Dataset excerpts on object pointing
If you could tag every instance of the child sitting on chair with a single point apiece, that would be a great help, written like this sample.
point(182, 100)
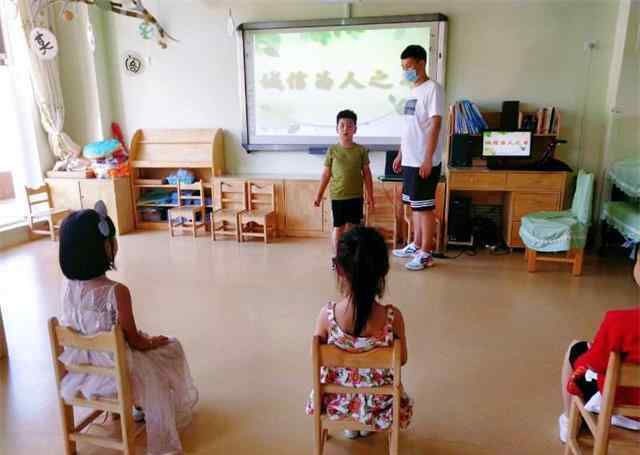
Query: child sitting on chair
point(359, 323)
point(583, 370)
point(160, 379)
point(346, 166)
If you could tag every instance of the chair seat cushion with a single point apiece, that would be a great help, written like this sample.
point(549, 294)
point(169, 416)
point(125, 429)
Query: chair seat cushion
point(552, 231)
point(624, 217)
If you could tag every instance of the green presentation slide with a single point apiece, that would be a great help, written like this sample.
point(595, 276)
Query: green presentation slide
point(302, 78)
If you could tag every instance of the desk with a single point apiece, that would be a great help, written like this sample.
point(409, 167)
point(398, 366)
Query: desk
point(520, 193)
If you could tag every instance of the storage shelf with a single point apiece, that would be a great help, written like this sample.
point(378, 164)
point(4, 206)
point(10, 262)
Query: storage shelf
point(171, 164)
point(146, 185)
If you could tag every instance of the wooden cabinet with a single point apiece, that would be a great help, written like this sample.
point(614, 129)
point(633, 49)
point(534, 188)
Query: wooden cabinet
point(523, 192)
point(77, 194)
point(159, 153)
point(302, 218)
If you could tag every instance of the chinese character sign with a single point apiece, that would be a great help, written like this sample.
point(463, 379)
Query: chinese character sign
point(44, 43)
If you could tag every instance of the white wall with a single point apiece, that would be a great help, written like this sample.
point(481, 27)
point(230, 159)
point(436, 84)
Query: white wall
point(531, 51)
point(625, 134)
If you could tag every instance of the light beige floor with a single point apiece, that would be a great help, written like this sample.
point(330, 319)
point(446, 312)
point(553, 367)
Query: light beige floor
point(485, 343)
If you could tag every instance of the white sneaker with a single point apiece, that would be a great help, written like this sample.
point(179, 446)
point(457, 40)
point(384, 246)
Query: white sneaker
point(407, 251)
point(420, 261)
point(351, 434)
point(563, 427)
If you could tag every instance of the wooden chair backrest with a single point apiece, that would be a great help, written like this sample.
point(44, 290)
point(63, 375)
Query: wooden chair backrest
point(261, 196)
point(330, 356)
point(230, 194)
point(182, 197)
point(111, 342)
point(38, 196)
point(619, 374)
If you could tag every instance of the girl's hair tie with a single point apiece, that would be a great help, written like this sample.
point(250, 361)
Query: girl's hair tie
point(103, 226)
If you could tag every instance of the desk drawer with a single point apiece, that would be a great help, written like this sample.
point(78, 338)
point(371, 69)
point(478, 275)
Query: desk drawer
point(478, 181)
point(524, 203)
point(536, 181)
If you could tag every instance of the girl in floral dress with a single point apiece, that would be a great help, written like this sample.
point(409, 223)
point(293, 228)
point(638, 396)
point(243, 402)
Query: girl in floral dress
point(160, 379)
point(359, 323)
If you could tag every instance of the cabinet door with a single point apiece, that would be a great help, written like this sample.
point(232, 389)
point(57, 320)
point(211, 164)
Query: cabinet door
point(65, 193)
point(92, 191)
point(301, 216)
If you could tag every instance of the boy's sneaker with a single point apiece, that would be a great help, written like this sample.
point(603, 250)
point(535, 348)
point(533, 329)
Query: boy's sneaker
point(420, 261)
point(407, 251)
point(563, 427)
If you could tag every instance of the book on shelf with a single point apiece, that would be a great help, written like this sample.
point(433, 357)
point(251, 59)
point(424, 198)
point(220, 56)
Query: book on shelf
point(468, 119)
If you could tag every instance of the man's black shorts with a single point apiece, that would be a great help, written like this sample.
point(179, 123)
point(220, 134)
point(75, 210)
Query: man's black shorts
point(420, 193)
point(347, 211)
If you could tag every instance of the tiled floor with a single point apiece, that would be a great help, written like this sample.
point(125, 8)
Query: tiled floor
point(485, 343)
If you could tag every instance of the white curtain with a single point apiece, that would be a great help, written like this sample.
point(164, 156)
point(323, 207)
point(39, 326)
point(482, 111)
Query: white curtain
point(45, 79)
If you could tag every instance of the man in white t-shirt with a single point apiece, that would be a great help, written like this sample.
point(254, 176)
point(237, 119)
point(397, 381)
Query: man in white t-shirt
point(420, 155)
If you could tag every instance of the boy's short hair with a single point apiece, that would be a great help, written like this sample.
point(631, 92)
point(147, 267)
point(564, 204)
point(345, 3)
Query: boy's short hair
point(414, 51)
point(82, 246)
point(348, 114)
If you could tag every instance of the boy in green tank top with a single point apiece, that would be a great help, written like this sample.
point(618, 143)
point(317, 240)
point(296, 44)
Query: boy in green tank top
point(346, 166)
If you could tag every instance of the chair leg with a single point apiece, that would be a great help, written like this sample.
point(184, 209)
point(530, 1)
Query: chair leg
point(393, 442)
point(578, 259)
point(573, 427)
point(531, 260)
point(52, 231)
point(67, 428)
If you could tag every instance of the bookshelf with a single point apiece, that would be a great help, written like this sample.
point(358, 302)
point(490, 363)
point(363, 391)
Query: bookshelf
point(158, 153)
point(493, 121)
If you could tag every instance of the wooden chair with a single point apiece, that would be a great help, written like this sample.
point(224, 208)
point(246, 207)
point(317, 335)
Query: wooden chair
point(383, 218)
point(186, 216)
point(112, 342)
point(232, 199)
point(331, 356)
point(602, 434)
point(439, 214)
point(563, 231)
point(52, 217)
point(4, 351)
point(261, 210)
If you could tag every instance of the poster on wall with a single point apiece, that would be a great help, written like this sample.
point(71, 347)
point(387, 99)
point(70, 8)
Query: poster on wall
point(133, 63)
point(44, 43)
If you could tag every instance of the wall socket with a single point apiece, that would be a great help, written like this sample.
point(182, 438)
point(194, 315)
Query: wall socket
point(590, 45)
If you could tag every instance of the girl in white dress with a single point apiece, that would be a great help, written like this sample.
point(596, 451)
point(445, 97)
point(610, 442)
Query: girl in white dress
point(160, 378)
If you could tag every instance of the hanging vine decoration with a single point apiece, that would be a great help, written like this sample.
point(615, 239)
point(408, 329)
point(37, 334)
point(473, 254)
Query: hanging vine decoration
point(132, 8)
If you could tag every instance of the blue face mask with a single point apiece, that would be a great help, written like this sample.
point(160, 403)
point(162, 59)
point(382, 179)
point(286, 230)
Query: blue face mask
point(410, 75)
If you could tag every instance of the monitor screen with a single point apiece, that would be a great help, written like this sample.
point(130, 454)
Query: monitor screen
point(506, 143)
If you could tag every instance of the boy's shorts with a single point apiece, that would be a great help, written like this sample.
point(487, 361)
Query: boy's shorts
point(347, 211)
point(420, 193)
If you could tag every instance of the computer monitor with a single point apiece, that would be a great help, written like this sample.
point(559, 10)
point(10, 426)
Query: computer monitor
point(497, 143)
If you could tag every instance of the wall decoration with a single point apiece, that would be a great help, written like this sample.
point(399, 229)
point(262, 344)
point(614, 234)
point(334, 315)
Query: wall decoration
point(133, 63)
point(131, 8)
point(44, 43)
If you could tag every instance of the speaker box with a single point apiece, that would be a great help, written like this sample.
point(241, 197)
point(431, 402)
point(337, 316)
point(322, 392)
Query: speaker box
point(459, 223)
point(464, 148)
point(509, 115)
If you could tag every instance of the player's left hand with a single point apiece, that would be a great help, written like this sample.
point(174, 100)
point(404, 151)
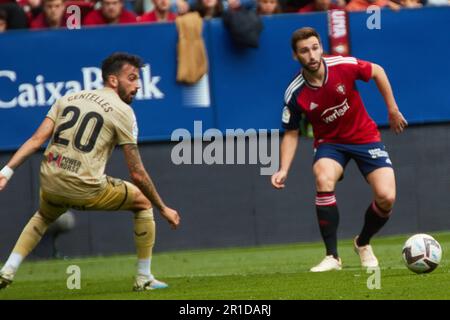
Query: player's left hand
point(234, 4)
point(3, 182)
point(397, 122)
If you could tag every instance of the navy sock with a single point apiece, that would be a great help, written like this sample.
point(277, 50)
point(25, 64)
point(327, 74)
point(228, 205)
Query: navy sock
point(328, 217)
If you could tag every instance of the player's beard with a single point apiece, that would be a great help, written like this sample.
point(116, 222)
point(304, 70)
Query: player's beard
point(311, 69)
point(126, 97)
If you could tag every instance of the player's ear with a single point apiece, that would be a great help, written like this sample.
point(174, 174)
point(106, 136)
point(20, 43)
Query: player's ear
point(113, 81)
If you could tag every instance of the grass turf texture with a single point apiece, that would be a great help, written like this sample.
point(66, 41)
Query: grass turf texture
point(266, 272)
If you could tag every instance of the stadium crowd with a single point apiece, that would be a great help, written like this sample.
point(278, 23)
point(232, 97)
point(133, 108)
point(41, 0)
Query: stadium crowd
point(42, 14)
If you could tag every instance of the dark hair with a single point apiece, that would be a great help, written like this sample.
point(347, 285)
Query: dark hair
point(3, 15)
point(303, 34)
point(114, 63)
point(201, 9)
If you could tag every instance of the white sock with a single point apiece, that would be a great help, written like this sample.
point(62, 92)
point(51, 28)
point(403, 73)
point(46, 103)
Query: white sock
point(13, 262)
point(144, 267)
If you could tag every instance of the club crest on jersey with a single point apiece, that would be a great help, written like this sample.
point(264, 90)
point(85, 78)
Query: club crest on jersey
point(286, 115)
point(340, 88)
point(331, 114)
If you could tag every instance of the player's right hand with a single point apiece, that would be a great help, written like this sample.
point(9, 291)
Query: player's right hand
point(3, 182)
point(278, 179)
point(171, 216)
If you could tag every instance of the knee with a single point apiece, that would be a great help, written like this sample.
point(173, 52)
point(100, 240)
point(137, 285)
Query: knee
point(144, 214)
point(386, 200)
point(324, 182)
point(141, 202)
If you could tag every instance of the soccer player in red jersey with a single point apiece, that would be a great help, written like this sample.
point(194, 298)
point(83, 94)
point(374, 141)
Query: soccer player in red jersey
point(325, 92)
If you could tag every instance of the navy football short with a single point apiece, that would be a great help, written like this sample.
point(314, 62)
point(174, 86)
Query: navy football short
point(368, 157)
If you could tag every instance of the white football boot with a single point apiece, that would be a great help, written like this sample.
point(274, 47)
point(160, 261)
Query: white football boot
point(6, 278)
point(143, 283)
point(366, 255)
point(329, 263)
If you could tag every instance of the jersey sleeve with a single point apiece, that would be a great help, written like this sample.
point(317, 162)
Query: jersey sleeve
point(127, 128)
point(362, 70)
point(291, 115)
point(53, 112)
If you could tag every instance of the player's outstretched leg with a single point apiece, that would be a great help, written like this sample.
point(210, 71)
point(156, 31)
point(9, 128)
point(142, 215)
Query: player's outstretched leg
point(383, 184)
point(30, 237)
point(327, 172)
point(328, 218)
point(144, 237)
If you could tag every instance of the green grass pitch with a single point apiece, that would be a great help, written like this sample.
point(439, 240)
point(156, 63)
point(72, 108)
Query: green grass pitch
point(266, 272)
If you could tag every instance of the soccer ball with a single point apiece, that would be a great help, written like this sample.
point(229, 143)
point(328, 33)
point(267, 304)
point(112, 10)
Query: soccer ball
point(422, 253)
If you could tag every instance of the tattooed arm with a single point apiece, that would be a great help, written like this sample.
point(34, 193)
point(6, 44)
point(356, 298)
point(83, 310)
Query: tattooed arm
point(140, 176)
point(143, 181)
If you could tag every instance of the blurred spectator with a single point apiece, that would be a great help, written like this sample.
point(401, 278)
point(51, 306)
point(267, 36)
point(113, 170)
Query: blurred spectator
point(52, 15)
point(161, 13)
point(319, 5)
point(293, 5)
point(110, 12)
point(16, 17)
point(32, 8)
point(362, 5)
point(411, 3)
point(438, 2)
point(178, 6)
point(268, 7)
point(3, 20)
point(209, 8)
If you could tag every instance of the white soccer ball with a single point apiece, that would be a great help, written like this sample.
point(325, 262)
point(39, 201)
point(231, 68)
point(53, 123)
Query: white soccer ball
point(422, 253)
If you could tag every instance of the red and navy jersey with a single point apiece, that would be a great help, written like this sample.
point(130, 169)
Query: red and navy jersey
point(335, 109)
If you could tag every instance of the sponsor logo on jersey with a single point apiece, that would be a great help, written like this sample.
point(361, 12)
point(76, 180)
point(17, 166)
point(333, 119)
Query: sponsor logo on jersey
point(340, 88)
point(378, 153)
point(63, 162)
point(331, 114)
point(286, 117)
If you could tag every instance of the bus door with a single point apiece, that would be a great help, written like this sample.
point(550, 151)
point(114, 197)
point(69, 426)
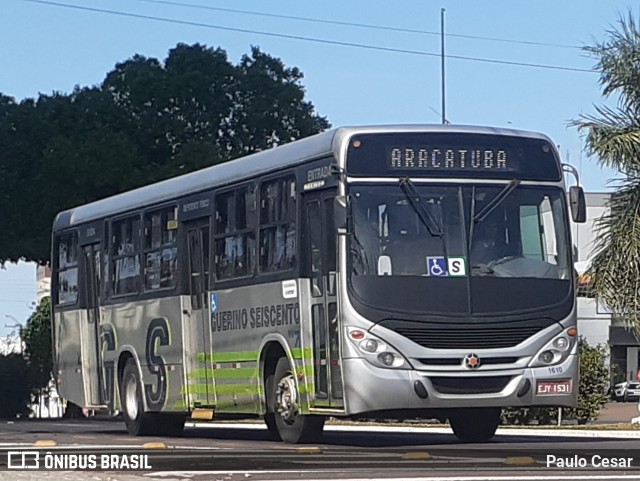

> _Aim_
Pick out every line in the records that contains the word "bookshelf", and copy each one.

> _Exercise answer_
If you could tag every instance of the bookshelf with a single point apiece, that would be a great help, written like this sample.
Query: bookshelf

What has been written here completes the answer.